- TEXTE DU DOCUMENT
- - -

CELT document G402575

La lamentation d'Irlande

 p.153

La Lamentation d'Irlande

Le manuscrit irlandais de la bibliothèque de Goettingue, noté Cod. Ms. hist. 773, est du XVIIe siècle. Une copie de l'histoire irlandaise par Keating est signée par Antoine O'Conor, franciscain au Collège irlandais de Prague en Bohème, en 1659 (p. 108v). Il contient, en outre, plusiers poésies, religieuses et autres, la plupart composées par des franciscains. Quelques-unes ont été inspirées par la persécution et l'oppression des Irlandais catholiques aux XVIe et XVIIe siècles. J'en voudrais présenter aux lecteurs de cette revue celle qui porte le titre: “Lamentation de l'Irlande. James Carthún, franciscain, l'a chantée dans sa captivité.” Elle est suivie d'une traduction en vers anglais, pas mal tournés, et d'une autre en distiques latins, qui sont moins bien réussis. Elle se distingue des autres poésies sur le même thème moins par le fond que par la forme. En effet, la plupart des poèmes contenus dans le manuscrit suivent les anciennes règles de la versification irlandaise: les vers ont le même nombre de syllabes (du moins pour leœil); les rimes, l'allitération, tout est conforme aux lois que donne, par exemple, encore O'Molloy dans sa Grammatica Latino-Hibernica (en 1677). Dans notre poème, au contraire, le nombre des syllabes est des plus variables. Au lieu de la rime irlandaise nous y trouvons l'assonance purement vocalique, qui, de plus, ne tient aucun compte de l'orthographe. Dans la plupart des vers, la dernière voyelle accentuée est un e long, écrit é éi éa éu ae. Seulement les vers 90-108 assonnent en a bref, écrit a ai ea. Nous assistons donc à l'irruption d'un nouveau système de poésie, où la prononciation moderne entre dans son droit.  p.154 Grâce aux deux traductions assez fidèles, le texte irlandais est en général très facile à comprendre, malgré son orthographe un peu barbare. Poutrant il reste quelques mots et quelques passages que je ne comprends pas; ce sont: haighe au vers 34, gan cháigh 39, amhnan 49, ainnis 60, le ghaothuigheadh na céata 62, sinnfighe 86, carúscadh 118 et le vers 120. Un lecteur irlandais n'aura sans doute pas de peine à m'éclairer sur ces points. Voici le texte, qui ne me paraît pas denué de force.

- - -

- CONTENU DES DONNÉES
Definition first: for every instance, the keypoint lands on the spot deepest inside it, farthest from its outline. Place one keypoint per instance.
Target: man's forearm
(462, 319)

- - -

- EXERCICES À TRAITER
1. Répondez à ces questions sur le texte consacré à la Lamentation d'Irlande :
(a) Qui a signé la copie de l'histoire irlandaise de Keating, et en quelle année ?
(b) Quels vers du poème assonent en a bref ?
(c) Quel ouvrage d'O'Molloy est cité, et de quelle année date-t-il ?
2. Rédigez la suite du texte consacré à la Lamentation d'Irlande, en commençant après sa dernière phrase.

- RÉPONSES DANS L'ORDRE
1.
(a) Antoine O'Conor, franciscain au Collège irlandais de Prague, en 1659.
(b) Les vers 90 à 108.
(c) La Grammatica Latino-Hibernica, de 1677.

2.
unknown

Edited by Rudolf Thurneysen

La lamentation d'Irlande

    Déorchaóineadh na hEírionn

     10r
  1. Gan bhrígh, faraór, ata mo chéatfa,
    Ata mo spiorad adul sna héaga;
    Atáid mo shúile na muir theachta,
    Siád mo dheora mo chothugha laethuil.
    Nil ann mo bheatha acht annró a neíniocht.
    Ta mo chroidhe bocht da reabadh,
    Stáid mo smaóinte do mo ghéurghoin,
    Ag caóidh go cráite staid na hEírionn,
    Gan sógh na sult ag eínnach10 
    rugadh riámh ar chlár Eímhir.
    Ag so dhuitsi mo sgéulsa,
    Re nairistir gach fuighiol a heachta.
    Do cháillsi a puimp sa stat a néiniocht.
    Do dibreadh tar farrige a treínfhir.15 
    Ataid a teampla mar barr peine
    Gan altoir, gan aiffrionn, gan sleachtuin,
    Na stabluighe each, is truáilligh an sgeulso,
    No gan cloch clochuibh re cheíle.
    O bhí clann Isráel san Eíghipt20 
    Faoi bhruid sfaói dhaóirse a neíniocht,
    Nir sgrióbadh a leabhar sni fhacuigh éinneach
    Annro mar annro na hEírionn. p.155
    Do díbreadh uáinn aódhuirighe an tréada.
    Sinn an tréad seachranach, creachtach25 
    O madruighe allta bheith dár léubairt,
    Sgan ar leighios ar láimh éinneich.
    Mar bhfhéacha Día ar ar neigion,
    Sdimhin go brach cur cailliodh Eire.
    Furtuig sinn, a tigheárna an tréineirt,30 
    Do bheir buaidh ar shluaite d'einnfhear.
    Toig du sgíursa do shíol Eímhir.
    Cneasuigh ar gcneadhthach redo créachtaibh,
    Sna doirt oruin thfhearg a néiniocht;
    Ni dheanam coirteadh haighe dá eised.35 
    Is iongnadh re óighibh n hEírionn
    Balluighe a mainistreach do bheith réabthadh,
    A ngeanamnuigheacht fein ar na treigean
    Is drúis na háit ag dul a néifeacht.
    Nil aódhbuirt gan cháigh a neínteach;40 
    Tombuighe briste sculuigheacha cleíre
    Sgach dísleacht eile do bhi a nEírinn.
    A nísligh bhrigh do chúaidh mo léansa.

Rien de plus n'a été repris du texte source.